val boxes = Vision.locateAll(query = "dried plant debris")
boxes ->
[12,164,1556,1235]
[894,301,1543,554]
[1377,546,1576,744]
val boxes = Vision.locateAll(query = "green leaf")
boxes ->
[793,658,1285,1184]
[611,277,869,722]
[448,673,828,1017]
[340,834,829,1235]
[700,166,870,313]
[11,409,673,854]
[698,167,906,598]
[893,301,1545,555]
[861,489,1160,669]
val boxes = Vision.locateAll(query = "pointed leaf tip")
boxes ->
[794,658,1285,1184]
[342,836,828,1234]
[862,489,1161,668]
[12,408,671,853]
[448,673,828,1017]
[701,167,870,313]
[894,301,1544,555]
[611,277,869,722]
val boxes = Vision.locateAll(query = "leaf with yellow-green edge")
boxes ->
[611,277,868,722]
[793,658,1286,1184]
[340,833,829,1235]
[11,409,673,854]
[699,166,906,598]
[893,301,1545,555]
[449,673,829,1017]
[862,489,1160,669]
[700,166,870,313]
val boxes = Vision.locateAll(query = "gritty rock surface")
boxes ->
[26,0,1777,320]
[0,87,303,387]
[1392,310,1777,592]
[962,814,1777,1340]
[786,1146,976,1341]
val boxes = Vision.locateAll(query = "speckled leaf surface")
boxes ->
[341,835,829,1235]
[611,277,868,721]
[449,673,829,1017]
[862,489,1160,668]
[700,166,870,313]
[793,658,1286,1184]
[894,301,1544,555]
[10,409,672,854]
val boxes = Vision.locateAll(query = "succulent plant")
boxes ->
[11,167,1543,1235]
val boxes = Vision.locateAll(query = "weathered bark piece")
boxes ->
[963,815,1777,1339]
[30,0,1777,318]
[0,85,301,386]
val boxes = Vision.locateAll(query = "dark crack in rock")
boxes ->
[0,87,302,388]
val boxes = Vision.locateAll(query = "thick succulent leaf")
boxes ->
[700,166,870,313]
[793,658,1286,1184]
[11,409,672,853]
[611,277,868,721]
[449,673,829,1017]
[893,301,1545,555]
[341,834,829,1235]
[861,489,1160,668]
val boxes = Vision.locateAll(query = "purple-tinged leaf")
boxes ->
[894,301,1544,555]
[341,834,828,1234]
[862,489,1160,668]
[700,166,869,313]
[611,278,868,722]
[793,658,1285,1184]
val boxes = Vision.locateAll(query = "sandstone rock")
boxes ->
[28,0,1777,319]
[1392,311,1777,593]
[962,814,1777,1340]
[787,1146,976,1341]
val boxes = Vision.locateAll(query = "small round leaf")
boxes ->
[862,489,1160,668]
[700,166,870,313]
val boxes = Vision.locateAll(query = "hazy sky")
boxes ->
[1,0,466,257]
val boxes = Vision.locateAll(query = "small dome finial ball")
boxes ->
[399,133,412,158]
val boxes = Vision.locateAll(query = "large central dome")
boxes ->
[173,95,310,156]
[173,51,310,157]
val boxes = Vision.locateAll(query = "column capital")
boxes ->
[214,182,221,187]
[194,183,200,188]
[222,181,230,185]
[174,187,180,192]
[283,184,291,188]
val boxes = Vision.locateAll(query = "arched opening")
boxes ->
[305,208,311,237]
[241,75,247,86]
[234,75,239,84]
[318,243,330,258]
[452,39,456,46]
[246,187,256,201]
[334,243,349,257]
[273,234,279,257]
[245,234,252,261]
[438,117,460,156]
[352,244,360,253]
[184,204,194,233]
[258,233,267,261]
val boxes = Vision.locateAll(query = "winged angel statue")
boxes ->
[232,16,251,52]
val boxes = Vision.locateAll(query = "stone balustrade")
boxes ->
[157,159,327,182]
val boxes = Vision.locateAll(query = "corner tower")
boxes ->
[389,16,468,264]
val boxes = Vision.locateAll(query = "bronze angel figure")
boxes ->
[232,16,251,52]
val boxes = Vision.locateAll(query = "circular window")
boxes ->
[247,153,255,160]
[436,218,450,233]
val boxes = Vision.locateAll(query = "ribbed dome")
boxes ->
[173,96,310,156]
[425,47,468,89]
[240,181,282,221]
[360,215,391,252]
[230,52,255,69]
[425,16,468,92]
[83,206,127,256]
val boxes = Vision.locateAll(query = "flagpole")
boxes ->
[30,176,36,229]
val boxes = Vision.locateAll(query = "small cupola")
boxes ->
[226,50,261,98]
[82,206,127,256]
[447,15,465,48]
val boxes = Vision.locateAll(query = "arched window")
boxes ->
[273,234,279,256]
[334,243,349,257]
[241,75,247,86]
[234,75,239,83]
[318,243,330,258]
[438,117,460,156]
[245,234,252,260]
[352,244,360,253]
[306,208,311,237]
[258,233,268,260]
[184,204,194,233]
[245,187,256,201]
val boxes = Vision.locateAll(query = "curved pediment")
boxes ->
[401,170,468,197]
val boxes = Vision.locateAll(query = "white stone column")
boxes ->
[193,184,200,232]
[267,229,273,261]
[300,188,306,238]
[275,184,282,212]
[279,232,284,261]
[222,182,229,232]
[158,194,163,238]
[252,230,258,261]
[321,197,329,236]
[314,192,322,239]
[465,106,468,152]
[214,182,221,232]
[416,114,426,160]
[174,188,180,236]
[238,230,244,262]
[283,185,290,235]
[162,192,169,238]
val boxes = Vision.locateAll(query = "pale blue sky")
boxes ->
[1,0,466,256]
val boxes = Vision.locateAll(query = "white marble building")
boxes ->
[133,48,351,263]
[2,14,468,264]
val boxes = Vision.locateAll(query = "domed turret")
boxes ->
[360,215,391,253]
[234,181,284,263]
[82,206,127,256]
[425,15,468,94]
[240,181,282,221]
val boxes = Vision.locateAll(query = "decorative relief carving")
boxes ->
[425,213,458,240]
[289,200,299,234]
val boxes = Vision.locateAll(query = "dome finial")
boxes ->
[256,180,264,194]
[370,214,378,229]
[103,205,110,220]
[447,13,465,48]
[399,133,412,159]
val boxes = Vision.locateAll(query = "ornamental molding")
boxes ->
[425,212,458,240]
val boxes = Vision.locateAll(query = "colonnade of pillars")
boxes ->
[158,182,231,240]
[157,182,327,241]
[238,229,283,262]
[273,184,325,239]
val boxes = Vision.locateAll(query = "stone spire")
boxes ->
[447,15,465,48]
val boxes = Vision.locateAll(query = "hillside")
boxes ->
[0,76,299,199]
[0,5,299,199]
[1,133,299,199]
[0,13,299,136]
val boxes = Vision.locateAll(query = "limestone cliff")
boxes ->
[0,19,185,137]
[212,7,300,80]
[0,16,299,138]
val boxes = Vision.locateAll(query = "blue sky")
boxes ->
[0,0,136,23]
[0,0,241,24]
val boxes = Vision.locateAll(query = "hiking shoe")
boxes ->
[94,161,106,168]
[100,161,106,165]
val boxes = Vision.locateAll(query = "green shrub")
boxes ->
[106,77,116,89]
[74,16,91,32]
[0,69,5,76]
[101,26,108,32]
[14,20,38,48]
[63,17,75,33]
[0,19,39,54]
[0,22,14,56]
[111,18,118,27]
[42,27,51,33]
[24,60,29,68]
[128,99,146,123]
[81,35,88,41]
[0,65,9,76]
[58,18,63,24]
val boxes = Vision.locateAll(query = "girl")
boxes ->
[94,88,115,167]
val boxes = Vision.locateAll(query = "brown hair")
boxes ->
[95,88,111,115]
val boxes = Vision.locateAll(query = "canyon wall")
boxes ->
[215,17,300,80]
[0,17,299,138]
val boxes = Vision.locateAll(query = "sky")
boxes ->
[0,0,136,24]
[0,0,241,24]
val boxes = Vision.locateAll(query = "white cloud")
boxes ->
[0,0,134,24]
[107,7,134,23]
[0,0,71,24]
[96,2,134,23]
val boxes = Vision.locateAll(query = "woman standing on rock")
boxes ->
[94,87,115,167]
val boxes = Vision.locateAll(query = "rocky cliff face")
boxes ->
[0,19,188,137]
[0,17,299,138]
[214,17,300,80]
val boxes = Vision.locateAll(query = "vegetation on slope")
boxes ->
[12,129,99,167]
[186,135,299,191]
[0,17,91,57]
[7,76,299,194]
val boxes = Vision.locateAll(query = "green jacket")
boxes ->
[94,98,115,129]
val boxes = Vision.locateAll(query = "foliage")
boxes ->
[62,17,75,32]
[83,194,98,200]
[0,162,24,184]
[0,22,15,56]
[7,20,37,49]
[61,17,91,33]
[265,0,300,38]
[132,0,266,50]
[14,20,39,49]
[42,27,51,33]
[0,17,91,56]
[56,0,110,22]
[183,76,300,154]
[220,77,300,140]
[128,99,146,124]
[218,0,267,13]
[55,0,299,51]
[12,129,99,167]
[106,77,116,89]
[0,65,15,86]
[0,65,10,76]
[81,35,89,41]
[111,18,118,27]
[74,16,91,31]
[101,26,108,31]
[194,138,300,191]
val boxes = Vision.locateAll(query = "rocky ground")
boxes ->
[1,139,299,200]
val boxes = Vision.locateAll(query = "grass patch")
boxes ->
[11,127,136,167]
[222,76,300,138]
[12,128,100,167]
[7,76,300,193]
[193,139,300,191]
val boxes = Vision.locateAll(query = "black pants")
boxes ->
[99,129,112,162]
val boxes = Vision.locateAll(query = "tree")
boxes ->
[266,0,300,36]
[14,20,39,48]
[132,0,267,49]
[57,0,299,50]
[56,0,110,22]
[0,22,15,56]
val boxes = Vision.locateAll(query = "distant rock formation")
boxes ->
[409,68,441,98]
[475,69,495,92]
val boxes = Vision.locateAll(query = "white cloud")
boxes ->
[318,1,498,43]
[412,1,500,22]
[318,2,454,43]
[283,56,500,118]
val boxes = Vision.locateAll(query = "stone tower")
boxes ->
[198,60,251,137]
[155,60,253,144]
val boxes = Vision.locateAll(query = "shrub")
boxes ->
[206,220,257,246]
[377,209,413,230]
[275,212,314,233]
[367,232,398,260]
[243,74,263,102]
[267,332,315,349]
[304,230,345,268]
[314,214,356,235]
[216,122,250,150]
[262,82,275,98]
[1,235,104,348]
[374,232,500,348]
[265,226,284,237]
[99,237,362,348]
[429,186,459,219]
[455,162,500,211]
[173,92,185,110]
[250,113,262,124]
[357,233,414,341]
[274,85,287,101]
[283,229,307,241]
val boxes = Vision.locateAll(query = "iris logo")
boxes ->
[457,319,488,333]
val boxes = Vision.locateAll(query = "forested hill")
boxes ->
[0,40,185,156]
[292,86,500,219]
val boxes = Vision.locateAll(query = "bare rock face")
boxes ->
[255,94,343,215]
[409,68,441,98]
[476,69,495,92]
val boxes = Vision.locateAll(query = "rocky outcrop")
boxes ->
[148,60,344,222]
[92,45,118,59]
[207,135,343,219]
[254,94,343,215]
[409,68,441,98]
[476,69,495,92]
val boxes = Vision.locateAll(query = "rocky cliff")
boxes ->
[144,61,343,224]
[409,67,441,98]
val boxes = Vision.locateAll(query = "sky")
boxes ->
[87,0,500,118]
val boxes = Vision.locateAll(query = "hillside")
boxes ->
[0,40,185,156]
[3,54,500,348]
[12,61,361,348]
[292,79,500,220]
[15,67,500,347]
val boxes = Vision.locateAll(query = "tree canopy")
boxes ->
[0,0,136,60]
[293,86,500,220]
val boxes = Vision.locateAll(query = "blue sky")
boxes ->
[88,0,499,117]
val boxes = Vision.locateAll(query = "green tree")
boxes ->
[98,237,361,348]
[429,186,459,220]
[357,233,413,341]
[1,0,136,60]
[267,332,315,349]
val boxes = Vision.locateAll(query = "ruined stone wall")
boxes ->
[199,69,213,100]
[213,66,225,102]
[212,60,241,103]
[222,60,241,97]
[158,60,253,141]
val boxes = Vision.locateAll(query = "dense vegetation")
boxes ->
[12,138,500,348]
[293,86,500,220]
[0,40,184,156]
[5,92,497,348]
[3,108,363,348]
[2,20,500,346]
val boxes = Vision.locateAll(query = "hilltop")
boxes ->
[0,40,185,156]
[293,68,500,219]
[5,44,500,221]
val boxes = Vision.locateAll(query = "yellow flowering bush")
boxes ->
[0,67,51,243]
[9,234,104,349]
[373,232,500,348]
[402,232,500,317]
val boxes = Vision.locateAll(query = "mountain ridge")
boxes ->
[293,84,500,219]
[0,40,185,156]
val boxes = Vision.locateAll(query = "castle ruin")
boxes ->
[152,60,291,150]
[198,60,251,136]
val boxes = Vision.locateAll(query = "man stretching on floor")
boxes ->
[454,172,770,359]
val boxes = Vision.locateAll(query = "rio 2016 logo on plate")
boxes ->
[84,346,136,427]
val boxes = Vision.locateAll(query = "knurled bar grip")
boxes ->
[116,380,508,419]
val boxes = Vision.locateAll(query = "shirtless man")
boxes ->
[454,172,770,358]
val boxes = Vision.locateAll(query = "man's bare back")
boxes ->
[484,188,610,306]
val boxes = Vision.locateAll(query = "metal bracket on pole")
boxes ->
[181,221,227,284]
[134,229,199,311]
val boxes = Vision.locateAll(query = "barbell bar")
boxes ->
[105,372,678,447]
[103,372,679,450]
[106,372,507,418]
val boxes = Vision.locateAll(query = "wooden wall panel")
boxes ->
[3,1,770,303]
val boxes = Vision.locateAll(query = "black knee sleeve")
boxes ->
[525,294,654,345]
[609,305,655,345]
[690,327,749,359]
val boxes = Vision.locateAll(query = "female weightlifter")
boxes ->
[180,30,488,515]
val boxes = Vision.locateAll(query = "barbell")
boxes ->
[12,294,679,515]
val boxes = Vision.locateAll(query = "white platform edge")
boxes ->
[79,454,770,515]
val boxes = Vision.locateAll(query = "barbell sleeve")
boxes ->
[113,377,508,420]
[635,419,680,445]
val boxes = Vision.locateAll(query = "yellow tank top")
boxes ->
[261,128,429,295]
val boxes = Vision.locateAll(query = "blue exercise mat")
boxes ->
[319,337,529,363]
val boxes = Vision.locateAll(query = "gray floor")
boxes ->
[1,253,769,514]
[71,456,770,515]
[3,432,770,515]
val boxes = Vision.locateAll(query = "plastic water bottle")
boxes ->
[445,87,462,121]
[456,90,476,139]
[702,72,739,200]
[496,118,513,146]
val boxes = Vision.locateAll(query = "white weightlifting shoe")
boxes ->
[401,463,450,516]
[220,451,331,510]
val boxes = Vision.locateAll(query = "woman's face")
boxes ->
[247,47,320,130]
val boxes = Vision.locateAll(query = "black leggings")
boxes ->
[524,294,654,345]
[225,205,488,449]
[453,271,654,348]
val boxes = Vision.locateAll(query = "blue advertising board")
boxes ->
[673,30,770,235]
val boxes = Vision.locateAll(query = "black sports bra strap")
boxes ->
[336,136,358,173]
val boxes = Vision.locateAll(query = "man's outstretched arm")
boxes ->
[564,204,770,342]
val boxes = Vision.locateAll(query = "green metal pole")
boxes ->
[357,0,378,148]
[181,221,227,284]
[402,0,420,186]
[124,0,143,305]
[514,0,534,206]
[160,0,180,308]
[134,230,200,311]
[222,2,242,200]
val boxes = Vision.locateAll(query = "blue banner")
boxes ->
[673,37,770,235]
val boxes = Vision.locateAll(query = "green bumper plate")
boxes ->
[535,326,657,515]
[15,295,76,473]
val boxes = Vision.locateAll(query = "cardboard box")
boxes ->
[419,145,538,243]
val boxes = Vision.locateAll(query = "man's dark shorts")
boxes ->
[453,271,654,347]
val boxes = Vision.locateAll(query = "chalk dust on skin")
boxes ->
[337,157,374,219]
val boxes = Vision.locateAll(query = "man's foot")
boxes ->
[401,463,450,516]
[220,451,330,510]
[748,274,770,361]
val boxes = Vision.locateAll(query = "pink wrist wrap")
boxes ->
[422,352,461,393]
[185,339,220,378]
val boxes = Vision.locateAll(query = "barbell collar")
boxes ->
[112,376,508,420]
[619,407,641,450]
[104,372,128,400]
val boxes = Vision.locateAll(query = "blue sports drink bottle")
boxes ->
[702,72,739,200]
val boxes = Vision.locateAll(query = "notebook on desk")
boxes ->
——————
Task requirements:
Copy every line from the data that includes the string "tower".

Solution to this task:
val boxes = Vision.locateAll(query = "corner tower")
val boxes = Vision.locateAll(query = "stone tower")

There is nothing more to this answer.